Number of records in the RDD: 5


In [6]:

# Example 2: Filter records where age > 30
age_filtered_rdd = rdd.filter(lambda x: x[1] > 30)
print("Filtered RDD where Age > 30:")
print(age_filtered_rdd.collect())  # collect() returns all elements of the RDD to the driver


Filtered RDD where Age > 30:
[('Bob', 35, 'Male', 80000), ('Edward', 40, 'Male', 100000)]


In [7]:
# Example 3: Map Transformation - Extract just the names
names_rdd = rdd.map(lambda x: x[0])
print("Names in the dataset:")
print(names_rdd.collect())


Names in the dataset:
['Alice', 'Bob', 'Charlie', 'Diana', 'Edward']


In [8]:
# Example 4: Reduce - Calculate the total salary
total_salary = rdd.map(lambda x: x[3]).reduce(lambda a, b: a + b)
print("Total salary of all employees:", total_salary)


Total salary of all employees: 360000


In [9]:
# -------------------------------------------
# Part 2: Convert the RDD to a DataFrame and use Spark SQL
# -------------------------------------------

# Step 1: Convert RDD to a DataFrame
# We need to define column names to structure the DataFrame
columns = ["Name", "Age", "Gender", "Salary"]
df = spark.createDataFrame(rdd, schema=columns)


In [10]:
# Step 2: Show the DataFrame
# Show the first 5 rows of the DataFrame
print("DataFrame:")
df.show()


DataFrame:
+-------+---+------+------+
|   Name|Age|Gender|Salary|
+-------+---+------+------+
|  Alice| 30|Female| 70000|
|    Bob| 35|  Male| 80000|
|Charlie| 25|  Male| 50000|
|  Diana| 29|Female| 60000|
| Edward| 40|  Male|100000|
+-------+---+------+------+



In [11]:

# Step 3: Create a temporary SQL view
# This allows us to run SQL queries directly on the DataFrame
df.createOrReplaceTempView("employees")


In [12]:
# Step 4: Use SQL queries to analyze the data
print("Employees with Age > 30 (using SQL):")
spark.sql("SELECT Name, Age FROM employees WHERE Age > 30").show()

print("Average Salary (using SQL):")
spark.sql("SELECT AVG(Salary) as AverageSalary FROM employees").show()

print("Count of Employees by Gender (using SQL):")
spark.sql("SELECT Gender, COUNT(*) as Count FROM employees GROUP BY Gender").show()


Employees with Age > 30 (using SQL):
+------+---+
|  Name|Age|
+------+---+
|   Bob| 35|
|Edward| 40|
+------+---+

Average Salary (using SQL):
+-------------+
|AverageSalary|
+-------------+
|      72000.0|
+-------------+

Count of Employees by Gender (using SQL):
+------+-----+
|Gender|Count|
+------+-----+
|Female|    2|
|  Male|    3|
+------+-----+



In [13]:

# -------------------------------------------
# Part 3: MapReduce Example
# -------------------------------------------

# Example: Count the number of employees by gender using map-reduce in PySpark

# Step 1: Map each record to a (key, value) pair where key = gender and value = 1
gender_pairs = rdd.map(lambda x: (x[2], 1))

═══

## Instruction
In the PySpark notebook, turn the code block that begins "# Step 4: Use SQL queries to analyze the data" into a short list of what it does, keeping its main facts.

## Data for analysis

═══

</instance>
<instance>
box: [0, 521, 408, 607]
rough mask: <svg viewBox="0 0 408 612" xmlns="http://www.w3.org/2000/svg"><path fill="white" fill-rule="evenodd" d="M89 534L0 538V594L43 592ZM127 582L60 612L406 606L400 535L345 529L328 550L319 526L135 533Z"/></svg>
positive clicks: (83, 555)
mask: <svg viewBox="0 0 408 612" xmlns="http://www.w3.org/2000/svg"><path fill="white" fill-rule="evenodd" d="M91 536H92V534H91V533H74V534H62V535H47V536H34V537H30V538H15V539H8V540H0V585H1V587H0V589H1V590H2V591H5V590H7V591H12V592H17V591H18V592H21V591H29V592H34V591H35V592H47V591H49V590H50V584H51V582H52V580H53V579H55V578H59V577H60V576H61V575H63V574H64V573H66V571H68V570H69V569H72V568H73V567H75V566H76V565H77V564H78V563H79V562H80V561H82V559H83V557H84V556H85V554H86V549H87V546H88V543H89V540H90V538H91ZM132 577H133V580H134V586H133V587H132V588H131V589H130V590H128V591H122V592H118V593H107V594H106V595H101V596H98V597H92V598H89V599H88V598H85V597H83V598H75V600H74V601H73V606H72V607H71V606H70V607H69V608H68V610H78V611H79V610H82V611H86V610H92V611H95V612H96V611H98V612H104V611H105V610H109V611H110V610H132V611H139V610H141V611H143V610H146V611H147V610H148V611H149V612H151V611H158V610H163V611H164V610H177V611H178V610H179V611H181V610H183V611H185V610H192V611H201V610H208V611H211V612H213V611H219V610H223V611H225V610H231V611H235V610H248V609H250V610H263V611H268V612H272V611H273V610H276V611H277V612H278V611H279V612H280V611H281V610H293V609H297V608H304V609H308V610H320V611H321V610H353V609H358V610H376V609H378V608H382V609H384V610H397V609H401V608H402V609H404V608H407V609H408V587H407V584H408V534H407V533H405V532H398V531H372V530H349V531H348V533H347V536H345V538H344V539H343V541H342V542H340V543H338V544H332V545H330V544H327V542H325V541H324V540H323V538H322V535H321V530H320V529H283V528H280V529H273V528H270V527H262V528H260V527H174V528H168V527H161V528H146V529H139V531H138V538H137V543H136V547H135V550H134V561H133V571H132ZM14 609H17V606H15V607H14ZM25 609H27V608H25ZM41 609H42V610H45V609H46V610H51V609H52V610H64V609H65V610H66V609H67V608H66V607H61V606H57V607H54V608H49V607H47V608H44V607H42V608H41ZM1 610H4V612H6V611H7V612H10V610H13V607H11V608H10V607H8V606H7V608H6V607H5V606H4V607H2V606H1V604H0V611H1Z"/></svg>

═══

## Solution to the exercise
- Runs three SQL queries on the "employees" view with spark.sql and displays each result with .show().
- Lists the name and age of employees older than 30.
- Finds the average salary, labeled AverageSalary.
- Counts employees by gender, labeled Count.
- Prints a heading before each query noting that SQL is used.